## [Source passage]

•••

We are reiterating our FY 2026 revenue guidance of EUR 44 million-EUR 48 million and adjusted EBITDA guidance of EUR 10 million-EUR 13 million. Backed by a solid balance sheet with EUR 9.9 million of cash at the year-end, the executive committee is actively reviewing strategic investments and M&A opportunities, and we remain very confident in GiG's future growth prospects. That concludes the presentation today. Thank you for your time, and we're happy to take questions.
That's great, Richard, Phil, thank you very much indeed for updating investors. Ladies and gentlemen, please do continue to submit your questions just using the Q&A tab. Before we go into the Q&A, I'd just like to remind you that the recording, along with the slides and the published Q&A, will be available via your dashboard. Richard, Phil, you've had a number of questions from investors today. Thank you to everybody for your engagement. Perhaps, Bob, if I hand back to you, if I could kindly ask you to moderate us through the Q&A, and then I'll pick up from you at the end.
Thanks. The first question then really is focused on the company's ability to support customers. Really, this highlights that the customer base has grown substantially, yet your expense base has reduced slightly. People are just wondering whether, you know, your customers are going to get the quality of service going forward.
Do you want to take that?
I mean, as we talked about during the presentation, it's about doing more and smarter with the same amount. When we're looking at the cost optimization, it's all about using, as we said, AI to do things better and actually have a better performance for our customers. It's not only going to, not impact, but it actually be a positive impact for our customers. What we're doing as a business and how we're using AI to improve what we're doing, streamline processes. You can see it already in action this year. You know, we've stripped out one and a half million out of our cost base, whilst growing revenue 18%, and that's only gonna accelerate going forward as we manage to leverage the business, and you'll see that coming through into our margins going onwards.

•••

## [Goals]
1 > Answer these questions using the earnings call excerpt:
(a) What FY 2026 revenue guidance is reiterated?
(b) Where will the recording, slides and published Q&A be available?
(c) How much was stripped out of the cost base this year?
2 > Return the part of the earnings call excerpt starting with "That's great, Richard, Phil, thank" and going on through "at the end.", word for word.

•••

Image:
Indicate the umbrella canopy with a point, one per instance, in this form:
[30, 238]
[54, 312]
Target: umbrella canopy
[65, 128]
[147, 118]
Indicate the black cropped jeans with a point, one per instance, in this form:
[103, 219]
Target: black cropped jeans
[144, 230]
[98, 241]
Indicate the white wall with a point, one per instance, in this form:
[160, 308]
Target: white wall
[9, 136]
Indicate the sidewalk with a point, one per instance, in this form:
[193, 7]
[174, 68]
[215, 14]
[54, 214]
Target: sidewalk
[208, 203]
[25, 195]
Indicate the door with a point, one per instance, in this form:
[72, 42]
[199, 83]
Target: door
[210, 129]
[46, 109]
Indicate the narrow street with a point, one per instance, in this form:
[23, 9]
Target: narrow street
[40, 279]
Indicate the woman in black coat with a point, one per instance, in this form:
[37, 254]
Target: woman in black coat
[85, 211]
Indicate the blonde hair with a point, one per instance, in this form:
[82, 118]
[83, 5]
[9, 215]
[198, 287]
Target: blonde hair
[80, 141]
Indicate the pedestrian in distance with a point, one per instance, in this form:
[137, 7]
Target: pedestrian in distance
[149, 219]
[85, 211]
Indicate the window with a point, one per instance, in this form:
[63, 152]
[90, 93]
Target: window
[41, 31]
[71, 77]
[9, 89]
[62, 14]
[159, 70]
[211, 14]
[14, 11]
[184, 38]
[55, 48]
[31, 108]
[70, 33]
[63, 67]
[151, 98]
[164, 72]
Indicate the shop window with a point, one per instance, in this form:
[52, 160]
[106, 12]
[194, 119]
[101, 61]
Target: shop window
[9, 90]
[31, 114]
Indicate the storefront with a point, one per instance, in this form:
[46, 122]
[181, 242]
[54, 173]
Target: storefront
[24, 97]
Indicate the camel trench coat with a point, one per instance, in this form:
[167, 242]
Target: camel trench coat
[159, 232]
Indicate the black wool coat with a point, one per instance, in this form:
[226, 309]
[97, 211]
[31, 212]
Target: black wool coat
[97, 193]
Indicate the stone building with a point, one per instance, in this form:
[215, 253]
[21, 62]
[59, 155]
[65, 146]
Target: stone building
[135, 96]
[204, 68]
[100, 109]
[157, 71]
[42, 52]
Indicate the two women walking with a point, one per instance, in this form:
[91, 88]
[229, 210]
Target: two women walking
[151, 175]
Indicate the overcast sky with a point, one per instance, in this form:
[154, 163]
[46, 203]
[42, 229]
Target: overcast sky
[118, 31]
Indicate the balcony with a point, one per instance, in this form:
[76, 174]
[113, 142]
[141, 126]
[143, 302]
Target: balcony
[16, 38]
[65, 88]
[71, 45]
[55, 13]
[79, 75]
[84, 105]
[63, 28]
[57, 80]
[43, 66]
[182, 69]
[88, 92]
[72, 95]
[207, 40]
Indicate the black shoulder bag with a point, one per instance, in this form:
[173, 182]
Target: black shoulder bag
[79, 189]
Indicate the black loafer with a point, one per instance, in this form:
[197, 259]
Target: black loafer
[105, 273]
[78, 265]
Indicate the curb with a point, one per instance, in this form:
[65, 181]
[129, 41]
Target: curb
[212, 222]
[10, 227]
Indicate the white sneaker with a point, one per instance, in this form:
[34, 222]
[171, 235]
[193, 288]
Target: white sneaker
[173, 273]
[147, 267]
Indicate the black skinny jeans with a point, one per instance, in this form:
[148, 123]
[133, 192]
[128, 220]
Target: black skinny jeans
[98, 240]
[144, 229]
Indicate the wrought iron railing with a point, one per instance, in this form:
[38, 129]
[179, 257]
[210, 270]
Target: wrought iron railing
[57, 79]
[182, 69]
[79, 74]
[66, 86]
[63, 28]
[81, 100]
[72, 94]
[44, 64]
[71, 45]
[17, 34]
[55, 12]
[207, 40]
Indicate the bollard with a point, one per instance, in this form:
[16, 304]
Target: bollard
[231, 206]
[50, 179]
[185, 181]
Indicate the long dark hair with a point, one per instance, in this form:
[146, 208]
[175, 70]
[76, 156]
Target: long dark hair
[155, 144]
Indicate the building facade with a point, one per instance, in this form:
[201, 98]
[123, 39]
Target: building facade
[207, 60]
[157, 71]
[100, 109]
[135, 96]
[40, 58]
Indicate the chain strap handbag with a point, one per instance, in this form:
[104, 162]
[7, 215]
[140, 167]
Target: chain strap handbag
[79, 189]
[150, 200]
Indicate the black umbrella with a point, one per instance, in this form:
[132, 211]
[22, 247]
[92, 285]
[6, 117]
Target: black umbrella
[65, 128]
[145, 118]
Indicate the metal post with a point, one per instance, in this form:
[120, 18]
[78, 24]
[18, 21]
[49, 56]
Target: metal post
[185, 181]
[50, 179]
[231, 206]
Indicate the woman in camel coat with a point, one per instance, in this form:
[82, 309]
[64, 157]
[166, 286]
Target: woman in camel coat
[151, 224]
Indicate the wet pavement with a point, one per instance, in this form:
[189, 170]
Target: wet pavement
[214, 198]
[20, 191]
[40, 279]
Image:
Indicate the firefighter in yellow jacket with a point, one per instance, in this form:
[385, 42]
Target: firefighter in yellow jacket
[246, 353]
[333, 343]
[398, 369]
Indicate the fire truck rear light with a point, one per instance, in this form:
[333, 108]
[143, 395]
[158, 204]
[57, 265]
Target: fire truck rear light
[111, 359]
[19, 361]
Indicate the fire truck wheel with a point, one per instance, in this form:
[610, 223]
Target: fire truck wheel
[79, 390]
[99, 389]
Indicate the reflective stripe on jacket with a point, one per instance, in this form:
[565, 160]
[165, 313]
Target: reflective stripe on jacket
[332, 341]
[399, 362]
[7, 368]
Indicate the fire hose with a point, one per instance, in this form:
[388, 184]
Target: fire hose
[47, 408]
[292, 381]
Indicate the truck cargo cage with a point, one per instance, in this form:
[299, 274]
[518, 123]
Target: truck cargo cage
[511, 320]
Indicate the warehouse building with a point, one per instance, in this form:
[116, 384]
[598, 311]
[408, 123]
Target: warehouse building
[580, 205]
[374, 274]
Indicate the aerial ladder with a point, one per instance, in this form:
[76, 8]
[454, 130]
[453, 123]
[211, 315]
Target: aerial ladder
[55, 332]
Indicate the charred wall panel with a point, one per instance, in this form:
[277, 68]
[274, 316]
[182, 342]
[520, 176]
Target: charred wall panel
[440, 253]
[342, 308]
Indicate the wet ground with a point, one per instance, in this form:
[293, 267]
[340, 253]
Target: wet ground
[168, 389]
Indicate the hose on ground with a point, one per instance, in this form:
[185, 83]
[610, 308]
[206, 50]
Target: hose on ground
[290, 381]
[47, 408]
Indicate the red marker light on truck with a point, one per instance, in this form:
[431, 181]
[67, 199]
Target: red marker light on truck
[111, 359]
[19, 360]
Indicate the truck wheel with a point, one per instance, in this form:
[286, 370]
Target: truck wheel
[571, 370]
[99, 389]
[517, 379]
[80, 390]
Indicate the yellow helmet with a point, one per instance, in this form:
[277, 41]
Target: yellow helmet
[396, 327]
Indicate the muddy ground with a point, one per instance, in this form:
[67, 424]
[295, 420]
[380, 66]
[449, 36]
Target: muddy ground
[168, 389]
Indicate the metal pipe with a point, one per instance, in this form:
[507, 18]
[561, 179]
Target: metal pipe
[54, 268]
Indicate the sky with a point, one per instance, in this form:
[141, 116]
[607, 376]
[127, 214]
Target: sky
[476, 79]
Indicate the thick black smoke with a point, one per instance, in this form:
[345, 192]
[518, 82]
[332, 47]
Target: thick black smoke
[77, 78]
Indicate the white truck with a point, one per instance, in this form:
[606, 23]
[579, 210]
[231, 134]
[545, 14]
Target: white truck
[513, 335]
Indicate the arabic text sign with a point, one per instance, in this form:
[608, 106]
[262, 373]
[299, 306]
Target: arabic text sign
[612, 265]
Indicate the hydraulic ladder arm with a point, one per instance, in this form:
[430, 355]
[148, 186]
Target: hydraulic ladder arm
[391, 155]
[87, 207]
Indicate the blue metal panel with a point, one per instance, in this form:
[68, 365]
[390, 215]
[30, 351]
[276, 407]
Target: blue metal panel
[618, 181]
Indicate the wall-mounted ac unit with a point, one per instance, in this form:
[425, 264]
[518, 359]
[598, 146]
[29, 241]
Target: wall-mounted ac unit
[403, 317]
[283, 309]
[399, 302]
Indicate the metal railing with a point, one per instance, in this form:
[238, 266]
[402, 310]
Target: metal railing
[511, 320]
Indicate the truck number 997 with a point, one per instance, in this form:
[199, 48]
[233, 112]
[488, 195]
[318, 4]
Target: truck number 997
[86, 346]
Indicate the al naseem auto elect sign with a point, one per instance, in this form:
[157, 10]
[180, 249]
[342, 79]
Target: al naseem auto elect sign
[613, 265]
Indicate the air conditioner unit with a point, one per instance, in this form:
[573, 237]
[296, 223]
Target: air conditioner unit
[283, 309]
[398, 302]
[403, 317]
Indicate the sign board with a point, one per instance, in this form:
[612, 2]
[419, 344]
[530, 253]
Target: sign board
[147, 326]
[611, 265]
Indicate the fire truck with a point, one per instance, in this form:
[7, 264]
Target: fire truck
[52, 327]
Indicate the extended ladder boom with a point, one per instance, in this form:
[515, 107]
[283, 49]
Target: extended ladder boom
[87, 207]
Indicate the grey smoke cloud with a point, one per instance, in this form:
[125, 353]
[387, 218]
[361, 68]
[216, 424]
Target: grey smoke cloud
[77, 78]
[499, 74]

•••

## [List of solutions]
1 >
(a) EUR 44 million–EUR 48 million
(b) Via your dashboard
(c) One and a half million

2 >
That's great, Richard, Phil, thank you very much indeed for updating investors. Ladies and gentlemen, please do continue to submit your questions just using the Q&A tab. Before we go into the Q&A, I'd just like to remind you that the recording, along with the slides and the published Q&A, will be available via your dashboard. Richard, Phil, you've had a number of questions from investors today. Thank you to everybody for your engagement. Perhaps, Bob, if I hand back to you, if I could kindly ask you to moderate us through the Q&A, and then I'll pick up from you at the end.